Stated exercise:
Reproduce the following lines verbatim, from the first to the last.

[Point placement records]
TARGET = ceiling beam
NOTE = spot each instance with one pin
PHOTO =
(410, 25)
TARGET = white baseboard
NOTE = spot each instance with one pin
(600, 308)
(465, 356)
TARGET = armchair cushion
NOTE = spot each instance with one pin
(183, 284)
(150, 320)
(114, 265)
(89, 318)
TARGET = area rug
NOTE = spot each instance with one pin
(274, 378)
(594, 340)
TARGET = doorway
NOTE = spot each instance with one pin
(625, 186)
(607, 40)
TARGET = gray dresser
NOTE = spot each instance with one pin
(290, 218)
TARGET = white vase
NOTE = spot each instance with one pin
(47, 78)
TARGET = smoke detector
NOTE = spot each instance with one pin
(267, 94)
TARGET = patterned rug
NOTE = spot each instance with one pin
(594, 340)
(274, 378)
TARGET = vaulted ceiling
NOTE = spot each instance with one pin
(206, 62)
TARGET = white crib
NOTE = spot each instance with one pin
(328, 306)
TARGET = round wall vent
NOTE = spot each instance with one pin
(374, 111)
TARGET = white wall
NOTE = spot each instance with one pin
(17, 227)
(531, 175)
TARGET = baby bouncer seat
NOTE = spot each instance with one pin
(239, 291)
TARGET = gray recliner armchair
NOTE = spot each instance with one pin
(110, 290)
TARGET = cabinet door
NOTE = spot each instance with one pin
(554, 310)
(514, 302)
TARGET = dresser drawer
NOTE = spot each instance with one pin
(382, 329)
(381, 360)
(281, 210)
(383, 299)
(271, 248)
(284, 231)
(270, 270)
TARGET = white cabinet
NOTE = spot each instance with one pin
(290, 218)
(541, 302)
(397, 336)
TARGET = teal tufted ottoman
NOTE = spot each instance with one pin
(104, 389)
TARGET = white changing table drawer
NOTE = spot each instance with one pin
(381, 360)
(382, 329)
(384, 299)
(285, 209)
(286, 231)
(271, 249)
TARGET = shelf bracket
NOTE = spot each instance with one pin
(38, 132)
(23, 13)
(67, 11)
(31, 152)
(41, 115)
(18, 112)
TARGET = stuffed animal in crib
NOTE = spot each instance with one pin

Complete response:
TARGET = ceiling beam
NOTE = spot each instance with one pin
PHOTO =
(410, 25)
TARGET = white baseboard
NOTE = spot each instance with one pin
(600, 308)
(465, 356)
TARGET = armchair cushion
NOTE = spot each instance with one pin
(183, 284)
(150, 320)
(114, 265)
(89, 318)
TARGET = area rug
NOTE = spot each instance with one pin
(274, 378)
(594, 340)
TARGET = doorway
NOTE = spot each instance with one pin
(625, 186)
(607, 40)
TARGET = gray dresser
NOTE = spot each instance with one pin
(290, 218)
TARGET = white vase
NOTE = spot each instance with one pin
(47, 78)
TARGET = smoke detector
NOTE = spot each instance with one pin
(267, 94)
TARGET = patterned rug
NOTE = spot each instance with one pin
(594, 340)
(274, 378)
TARGET = vaulted ceiling
NOTE = spot each instance with one pin
(206, 62)
TARGET = white crib
NOTE = spot each instance with one pin
(328, 306)
TARGET = round wall vent
NOTE = spot each instance with one pin
(374, 111)
TARGET = white wall
NOTE = spot each instance with one pin
(17, 227)
(531, 175)
TARGET = baby bouncer seat
NOTE = spot each instance with one pin
(239, 291)
TARGET = gray recliner armchair
NOTE = spot each instance with one pin
(110, 290)
TARGET = cabinet door
NOTE = spot each instance with one pin
(554, 310)
(514, 302)
TARGET = dresser drawer
NOTE = spot each instance with one pin
(382, 329)
(381, 360)
(281, 210)
(383, 299)
(271, 248)
(284, 231)
(270, 270)
TARGET = white cabinet
NOTE = spot each instance with one pin
(290, 218)
(541, 302)
(397, 336)
TARGET = teal tufted ottoman
NOTE = spot each instance with one pin
(104, 389)
TARGET = white changing table drawer
NOTE = spot each instance with one pin
(381, 360)
(382, 329)
(384, 299)
(285, 209)
(286, 231)
(271, 249)
TARGET = shelf bracket
NOTE = spot each instance with one pin
(38, 132)
(23, 13)
(67, 11)
(31, 152)
(41, 115)
(18, 112)
TARGET = stuffed animal in crib
NOTE = spot each instance with one pin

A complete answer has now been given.